Aim: Reproduce every one of the lines below word for word, with nothing added, dropped, or changed.

Supplied information:
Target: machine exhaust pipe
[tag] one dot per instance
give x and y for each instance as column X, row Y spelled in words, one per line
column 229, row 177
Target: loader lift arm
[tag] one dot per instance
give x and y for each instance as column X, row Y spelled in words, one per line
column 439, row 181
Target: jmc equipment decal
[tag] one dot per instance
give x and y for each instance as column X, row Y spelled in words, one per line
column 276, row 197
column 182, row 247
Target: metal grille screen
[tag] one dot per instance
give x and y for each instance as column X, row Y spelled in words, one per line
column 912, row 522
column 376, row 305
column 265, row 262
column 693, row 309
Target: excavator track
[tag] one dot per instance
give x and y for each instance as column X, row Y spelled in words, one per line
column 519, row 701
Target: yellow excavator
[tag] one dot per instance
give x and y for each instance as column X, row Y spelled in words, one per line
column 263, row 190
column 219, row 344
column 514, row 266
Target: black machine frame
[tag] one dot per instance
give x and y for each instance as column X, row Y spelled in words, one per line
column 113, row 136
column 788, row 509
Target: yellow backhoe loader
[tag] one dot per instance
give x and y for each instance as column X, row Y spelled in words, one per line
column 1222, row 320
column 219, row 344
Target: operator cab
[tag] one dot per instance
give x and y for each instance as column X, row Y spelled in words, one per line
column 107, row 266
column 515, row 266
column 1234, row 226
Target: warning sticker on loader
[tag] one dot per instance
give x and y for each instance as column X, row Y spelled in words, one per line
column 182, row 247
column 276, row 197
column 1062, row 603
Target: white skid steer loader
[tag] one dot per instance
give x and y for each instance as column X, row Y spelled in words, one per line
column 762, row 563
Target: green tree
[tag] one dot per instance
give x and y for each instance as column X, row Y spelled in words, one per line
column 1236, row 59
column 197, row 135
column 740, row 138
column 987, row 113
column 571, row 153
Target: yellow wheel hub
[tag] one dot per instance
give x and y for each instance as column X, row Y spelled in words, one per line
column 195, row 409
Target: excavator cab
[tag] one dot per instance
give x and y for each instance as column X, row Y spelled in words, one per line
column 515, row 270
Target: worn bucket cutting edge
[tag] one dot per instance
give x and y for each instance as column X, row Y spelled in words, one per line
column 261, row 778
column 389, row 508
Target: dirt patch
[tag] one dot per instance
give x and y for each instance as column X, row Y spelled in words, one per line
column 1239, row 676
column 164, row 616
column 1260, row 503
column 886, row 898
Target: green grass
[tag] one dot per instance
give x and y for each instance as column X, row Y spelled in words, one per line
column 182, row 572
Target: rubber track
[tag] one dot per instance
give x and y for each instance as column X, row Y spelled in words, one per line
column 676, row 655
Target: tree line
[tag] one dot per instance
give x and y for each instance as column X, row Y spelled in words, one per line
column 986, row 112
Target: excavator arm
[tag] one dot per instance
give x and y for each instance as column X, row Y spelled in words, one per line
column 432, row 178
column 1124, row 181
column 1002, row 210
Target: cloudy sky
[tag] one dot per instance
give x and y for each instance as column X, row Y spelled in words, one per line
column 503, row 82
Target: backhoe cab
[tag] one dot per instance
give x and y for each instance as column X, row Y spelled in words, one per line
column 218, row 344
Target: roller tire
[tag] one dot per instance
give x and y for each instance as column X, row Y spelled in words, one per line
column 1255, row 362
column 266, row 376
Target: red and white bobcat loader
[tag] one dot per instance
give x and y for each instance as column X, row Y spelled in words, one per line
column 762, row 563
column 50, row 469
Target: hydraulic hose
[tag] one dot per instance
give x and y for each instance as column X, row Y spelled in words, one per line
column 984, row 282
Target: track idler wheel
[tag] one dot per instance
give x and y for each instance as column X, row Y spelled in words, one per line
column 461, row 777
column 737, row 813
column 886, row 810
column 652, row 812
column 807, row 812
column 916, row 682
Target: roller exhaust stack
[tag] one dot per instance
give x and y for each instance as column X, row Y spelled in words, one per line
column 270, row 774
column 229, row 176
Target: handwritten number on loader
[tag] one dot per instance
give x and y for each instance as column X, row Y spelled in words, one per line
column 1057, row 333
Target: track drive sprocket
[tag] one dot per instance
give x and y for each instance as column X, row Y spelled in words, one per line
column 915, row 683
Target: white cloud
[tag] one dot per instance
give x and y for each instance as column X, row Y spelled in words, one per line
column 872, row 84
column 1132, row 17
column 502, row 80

The answer:
Target: machine exhaust pipe
[tag] one dot per instance
give x and y for each instance as column X, row Y spelled in words, one per line
column 229, row 177
Target: loader lift arm
[tag] one dot per instance
give x and y for each instance as column X, row Y spelled in words, one per line
column 439, row 181
Target: jmc equipment decal
[tag] one dot per instance
give x and y for each instance as column X, row Y spelled in words, one per line
column 276, row 197
column 182, row 247
Target: metal grille screen
[tag] one dot per instance
give x and y for each instance as column X, row Y spelled in words, one per line
column 912, row 522
column 376, row 305
column 265, row 262
column 693, row 309
Target: excavator track
[tag] one dot per instance
give x and y for each instance as column X, row Y spelled in words, one per line
column 519, row 701
Target: yellow excavator
[tag] one dot per instance
give x and y for each instance as column X, row Y spelled in words, one per line
column 263, row 190
column 219, row 344
column 514, row 266
Target: black machine frame
[tag] one dot per instance
give x and y for each instance as column X, row Y spelled in words, one per line
column 113, row 136
column 788, row 509
Target: yellow backhoe loader
[tag] one dot per instance
give x and y for each instance as column X, row Y spelled in words, one per line
column 1222, row 320
column 219, row 344
Target: operator cab
[tag] one dot per instance
give x and y for each instance as column X, row Y spelled in words, one per line
column 107, row 266
column 515, row 266
column 1234, row 226
Target: warning sticker on loader
[tag] one dot per instance
give x and y for each instance as column X, row Y spelled in words, one per line
column 182, row 247
column 276, row 197
column 1062, row 603
Target: white skid steer loader
[tag] one dot per instance
give x and y for each instance as column X, row Y spelled in words, one per line
column 762, row 563
Target: green tree
[tag] one dot per instance
give x and y for each instance as column X, row Y spelled in words, one per line
column 1236, row 59
column 197, row 135
column 740, row 138
column 987, row 113
column 571, row 153
Target: yellow wheel hub
[tag] one dot per instance
give x and y for each instance as column X, row Y spelled in words, one per line
column 195, row 409
Target: excavator cab
[tag] one dot per instance
give x and y for each instance as column X, row Y spelled in words, one per line
column 515, row 270
Target: worn bucket cutting edge
[tag] one dot per instance
give x and y for each instance as column X, row Y spelled in words, one per line
column 261, row 778
column 389, row 508
Target: dirt patch
[tag] one dot per instance
give x and y for each instance as column X, row Y spelled in words, one per line
column 1239, row 676
column 164, row 616
column 1260, row 503
column 886, row 898
Target: green grass
[tag] one dot per instance
give x and y for each instance as column X, row Y spelled in words, one per line
column 182, row 572
Target: rubber track
[tag] one dot per instance
give x and y for each instance as column X, row Y spelled in words, one per line
column 676, row 655
Target: tree line
[tag] one dot per instance
give x and y for each instance as column X, row Y spelled in words, one per line
column 986, row 112
Target: excavator arm
[tag] one dot per instance
give x and y for each instance as column X, row Y spelled in words, one per line
column 432, row 178
column 1124, row 181
column 1002, row 210
Target: cloudy sky
[tag] one dot per instance
give x and y for each instance as column X, row Y spelled in words, one per line
column 503, row 82
Target: backhoe cab
[tag] one dot per instance
give x and y for each instance as column X, row Y spelled in words, one per line
column 218, row 344
Target: roller tire
[tag] one dot per instance
give x and y for each instance as column X, row Y spelled in words, one per line
column 1255, row 362
column 266, row 376
Target: red and white bobcat loader
[tag] one dot per instance
give x and y for each instance as column X, row Y spelled in words, one per line
column 762, row 563
column 50, row 469
Target: hydraulic hose
[tag] one dot per instance
give x and y for each instance as column X, row Y spelled in words, one per line
column 984, row 282
Target: track idler wheel
[tag] one dot per instance
give x and y for each instance as column X, row Y spelled in words, one per line
column 461, row 777
column 737, row 813
column 886, row 810
column 652, row 812
column 807, row 812
column 916, row 682
Target: roller exhaust stack
[tag] one dot per instance
give x and y for each instance as column X, row Y spelled in words, one per line
column 270, row 774
column 229, row 176
Target: handwritten number on loader
[tag] one dot per instance
give x and y for each instance as column X, row Y spelled in words, one per line
column 1057, row 333
Target: track drive sprocket
[tag] one dot per instance
give x and y for each instance as column X, row Y spelled in words, one per line
column 915, row 683
Target: white cloud
[tag] one dot per instance
give x and y for each instance as column X, row Y spelled in words, one per line
column 872, row 84
column 1132, row 17
column 502, row 80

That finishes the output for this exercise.